━━━━━ Source text ━━━━━

Punitive Surveillance: What Can We Learn from the USA about the Futures of Electronic Monitoring?

Wednesday 26th October 2022

5.30-7.45pm

Book your place at: https://punitivesurveillance.eventbrite.co.uk

University of Strathclyde, Court/Senate Suite, Collins Building, G1 1XQ 

Professor Kate Weisburd, PhD

George Washington University Law School, USA

In the Chair: Emeritus Prof Mike Nellis, PhD

Centre for Law, Crime & Justice, Strathclyde University Law School, Scotland 

With discussion led by a Panel of Leading Policy & Practice Personnel 

Across the world, Electronic Monitoring is increasingly being used in a range of criminal justice and immigration contexts. What should Scotland do?

Rapid advances in technology to monitor and track human movement and extract ever more granular data raise  fundamental questions about their  future trajectories in  these regulatory systems, and the rights of people subject to them,

  • How – if at all - should Electronic Monitoring (EM) be harnessed?
  • What should (and should it not) be used for?
  • What does it mean for the future of sentencing and the character of community penalties?
  • And above all, can EM ever be used to support not only ‘efficiency’ but also fairness and humanity?

In the USA, budget constraints, a bipartisan desire to address mass incarceration, and the COVID-19 crisis in prisons have triggered state and federal officials to seek alternatives to incarceration. This has led to increases in the use of GPS tracking and smartphone EM as a supposedly humane form of incarceration, but which is better understood as a form of “punitive surveillance”. This allows government officials, law enforcement, and for-profit companies to track, record, search, and analyze the location, biometric data, and other meta-data of thousands of people on probation and parole. But like incarceration, this also his strips people of basic rights and liberties, with virtually no legal oversight or restraint.

━━━━━

> What to work on: Return the event announcement on electronic monitoring word for word from "George Washington University" to "(EM) be harnessed?".

━━━━━ Entries supplied ━━━━━

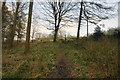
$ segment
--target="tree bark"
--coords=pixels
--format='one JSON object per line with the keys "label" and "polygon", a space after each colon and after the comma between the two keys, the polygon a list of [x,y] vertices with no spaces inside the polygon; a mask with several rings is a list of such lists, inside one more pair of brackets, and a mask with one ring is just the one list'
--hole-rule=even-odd
{"label": "tree bark", "polygon": [[13,42],[14,42],[14,36],[15,36],[15,28],[16,28],[16,24],[17,24],[17,16],[18,16],[18,9],[19,9],[19,5],[20,3],[19,2],[16,2],[16,11],[15,11],[15,14],[14,14],[14,20],[13,20],[13,26],[11,26],[11,32],[10,32],[10,38],[9,38],[9,48],[12,48],[13,47]]}
{"label": "tree bark", "polygon": [[88,33],[88,18],[87,18],[87,37],[88,37],[89,33]]}
{"label": "tree bark", "polygon": [[[6,0],[2,3],[2,23],[4,21],[4,9],[5,9]],[[2,25],[3,26],[3,25]],[[5,33],[5,29],[2,28],[2,34]],[[2,35],[2,42],[4,43],[4,36]]]}
{"label": "tree bark", "polygon": [[81,25],[81,19],[82,19],[82,11],[83,11],[83,1],[81,2],[81,8],[80,8],[80,15],[79,15],[79,23],[78,23],[78,32],[77,32],[77,39],[79,39],[80,36],[80,25]]}
{"label": "tree bark", "polygon": [[30,30],[31,30],[31,20],[32,20],[32,9],[33,9],[33,0],[31,0],[31,2],[29,4],[29,14],[28,14],[26,43],[25,43],[25,53],[29,51],[29,47],[30,47]]}

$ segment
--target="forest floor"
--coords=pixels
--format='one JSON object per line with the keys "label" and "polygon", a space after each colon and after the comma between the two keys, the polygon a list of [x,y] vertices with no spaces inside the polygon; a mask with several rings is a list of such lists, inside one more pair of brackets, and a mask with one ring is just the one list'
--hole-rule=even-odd
{"label": "forest floor", "polygon": [[65,56],[64,46],[61,44],[56,51],[57,58],[55,65],[47,78],[73,78],[73,71],[70,69],[72,66],[71,60]]}
{"label": "forest floor", "polygon": [[[7,45],[7,44],[6,44]],[[2,49],[3,78],[115,78],[117,39],[33,42],[24,54],[22,43]],[[109,47],[108,47],[109,46]]]}

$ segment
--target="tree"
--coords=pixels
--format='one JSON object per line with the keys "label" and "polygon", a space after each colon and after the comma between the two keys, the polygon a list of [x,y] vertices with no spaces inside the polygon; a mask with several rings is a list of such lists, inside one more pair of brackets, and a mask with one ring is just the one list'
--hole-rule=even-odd
{"label": "tree", "polygon": [[77,32],[77,39],[79,39],[80,34],[80,25],[81,25],[81,19],[82,19],[82,11],[83,11],[83,1],[81,2],[81,8],[80,8],[80,15],[79,15],[79,22],[78,22],[78,32]]}
{"label": "tree", "polygon": [[102,36],[103,36],[103,32],[101,31],[101,28],[99,26],[97,26],[95,28],[94,34],[93,34],[93,39],[95,41],[98,41]]}
{"label": "tree", "polygon": [[33,9],[33,0],[30,0],[28,23],[27,23],[27,33],[26,33],[26,43],[25,43],[25,53],[29,51],[29,47],[30,47],[30,30],[31,30],[31,21],[32,21],[32,9]]}
{"label": "tree", "polygon": [[77,39],[79,39],[81,20],[87,21],[87,35],[88,35],[88,22],[96,25],[101,20],[108,19],[109,16],[112,15],[109,13],[111,13],[111,11],[113,10],[111,6],[106,6],[106,4],[102,1],[93,1],[93,2],[82,1],[80,8],[81,10],[79,15]]}
{"label": "tree", "polygon": [[[54,38],[53,41],[56,42],[58,30],[61,28],[62,21],[65,21],[65,18],[68,17],[66,14],[70,12],[71,10],[74,10],[75,4],[72,4],[71,2],[47,2],[45,5],[43,5],[43,10],[45,13],[43,13],[46,17],[49,17],[46,19],[46,21],[52,23],[54,25]],[[51,28],[50,28],[51,29]]]}
{"label": "tree", "polygon": [[12,48],[13,47],[13,41],[14,41],[14,37],[15,37],[15,29],[16,29],[16,25],[17,25],[17,16],[18,16],[18,9],[19,9],[20,3],[16,2],[16,11],[14,13],[14,19],[13,19],[13,26],[11,26],[11,32],[9,35],[9,47]]}

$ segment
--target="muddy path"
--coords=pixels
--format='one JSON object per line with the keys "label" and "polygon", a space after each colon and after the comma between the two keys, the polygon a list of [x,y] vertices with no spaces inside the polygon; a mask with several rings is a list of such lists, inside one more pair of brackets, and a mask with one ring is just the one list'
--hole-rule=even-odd
{"label": "muddy path", "polygon": [[73,78],[73,71],[70,69],[72,62],[64,54],[64,45],[60,46],[56,54],[57,59],[54,68],[48,73],[47,78]]}

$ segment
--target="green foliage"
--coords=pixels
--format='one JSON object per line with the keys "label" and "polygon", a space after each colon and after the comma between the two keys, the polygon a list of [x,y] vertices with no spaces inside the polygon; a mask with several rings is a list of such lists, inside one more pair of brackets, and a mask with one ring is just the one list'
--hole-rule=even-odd
{"label": "green foliage", "polygon": [[31,44],[30,52],[24,54],[24,47],[3,49],[3,78],[43,78],[52,70],[59,43]]}
{"label": "green foliage", "polygon": [[[76,46],[77,45],[77,46]],[[79,78],[105,78],[117,76],[117,39],[103,37],[99,41],[81,39],[65,45],[67,57],[72,59],[71,68]]]}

━━━━━

> Exercise solution:
George Washington University Law School, USA

In the Chair: Emeritus Prof Mike Nellis, PhD

Centre for Law, Crime & Justice, Strathclyde University Law School, Scotland 

With discussion led by a Panel of Leading Policy & Practice Personnel 

Across the world, Electronic Monitoring is increasingly being used in a range of criminal justice and immigration contexts. What should Scotland do?

Rapid advances in technology to monitor and track human movement and extract ever more granular data raise  fundamental questions about their  future trajectories in  these regulatory systems, and the rights of people subject to them,

  • How – if at all - should Electronic Monitoring (EM) be harnessed?